* Given text *

^^^^^^^^^^^^^^^^

A residual analysis can help us to identify outliers, check for linearity, normality, homoscedasticity or time series properties. For checking, we transform the residuals in a standardised form. The most important transformation was established by Student:

Studentised Residuals

\[t=\frac{e}{\hat{\sigma}\sqrt{1-p_{ii}}}\]

where \(\small{p_{ii} }\) is the \(\small{ i }\) -th diagonal element in the hat matrix and \(\small{ \hat{\sigma} }\) is an appropriate estimate of the variance.
There are two options to calculate the variance of the residuals. The internal studentisation estimates the residual variance based on all observations:
\[{\hat{\sigma}}^2\ =\frac{e^\prime e}{N-K}=\frac{1}{N-K}\sum e_j^2\]

However, if the \(\small{ i }\) -th case is suspected to have a high leverage effect and hence might be an outlier, the external studentisation excluded the \(\small{ i }\) -th observation in order to calculate the variance only based on the other observations.

^^^^^^^^^^^^^^^^

* What the task asks *
Answer these questions from the text on residual analysis:
(a) Which properties or problems can a residual analysis help identify or check?
(b) Which matrix contains the diagonal element p_ii used in the formula?
(c) Which observations does external studentization use to calculate the variance?
The records aren't needed for this work.

* Entries shown *

^^^^^^^^^^^^^^^^

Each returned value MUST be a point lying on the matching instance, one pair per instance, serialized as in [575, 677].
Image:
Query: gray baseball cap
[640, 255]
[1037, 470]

^^^^^^^^^^^^^^^^

* Task output *
(a) Outliers, linearity, normality, homoscedasticity, and time series properties.
(b) The hat matrix.
(c) All observations except the i-th one.